INSTRUCTION: Rename "chrome wheel" to "alloy wheel" in the part that opens with the line containing "Indicate every instance of the chrome" and closes with the line containing "Target: chrome wheel", keeping everything else unchanged. Leave the picture out.

------ DATA EXTRACT

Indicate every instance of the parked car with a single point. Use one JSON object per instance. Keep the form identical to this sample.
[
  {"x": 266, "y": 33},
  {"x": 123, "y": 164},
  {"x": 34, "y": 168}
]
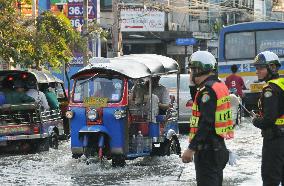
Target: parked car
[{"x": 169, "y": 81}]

------------
------ DATA EXTRACT

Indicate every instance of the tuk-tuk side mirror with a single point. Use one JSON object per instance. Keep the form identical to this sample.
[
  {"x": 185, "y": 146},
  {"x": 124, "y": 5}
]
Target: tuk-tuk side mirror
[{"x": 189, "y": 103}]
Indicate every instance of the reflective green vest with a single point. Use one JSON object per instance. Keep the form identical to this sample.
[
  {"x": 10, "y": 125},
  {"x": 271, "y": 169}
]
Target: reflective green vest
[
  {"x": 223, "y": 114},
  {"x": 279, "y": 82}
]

------------
------ DATA EXTRACT

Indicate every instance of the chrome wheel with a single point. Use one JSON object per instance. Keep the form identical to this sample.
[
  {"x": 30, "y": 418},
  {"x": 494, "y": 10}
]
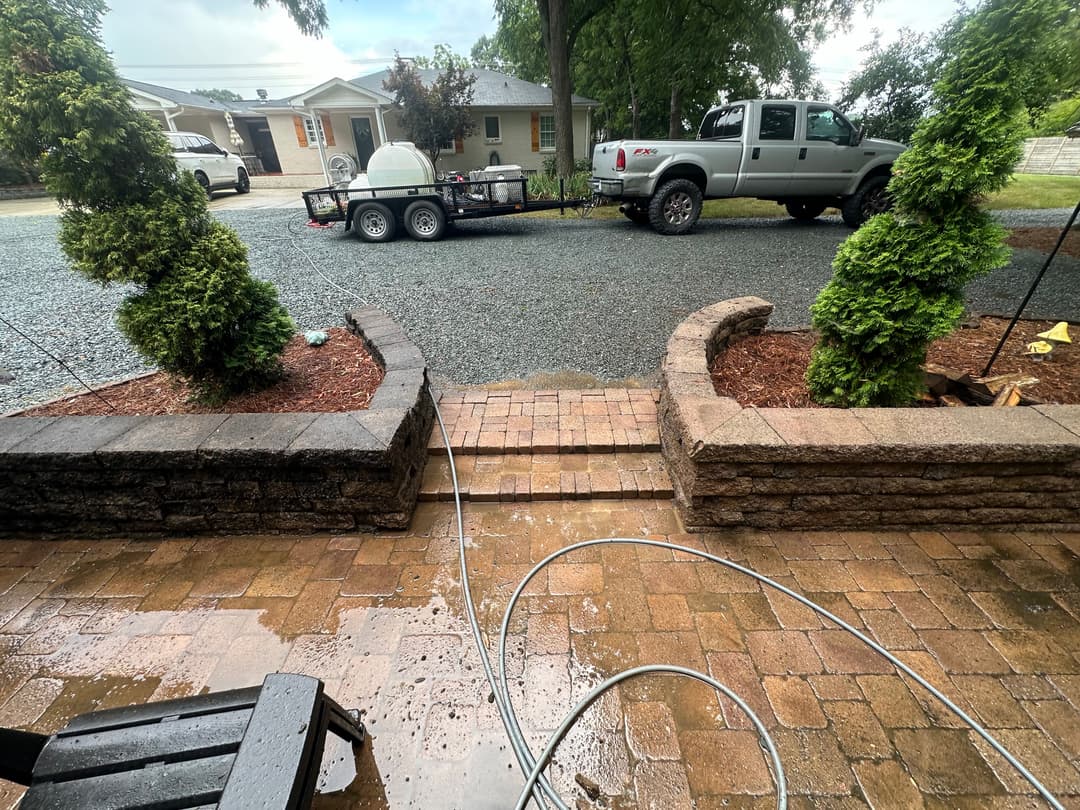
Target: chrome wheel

------------

SOLUTION FOR THIS EXERCISE:
Indicate every instance of the alloy wheel with a single point. Use one JSON object per instance. Keep the form identical to this sample.
[
  {"x": 30, "y": 418},
  {"x": 494, "y": 10}
]
Target: alloy wheel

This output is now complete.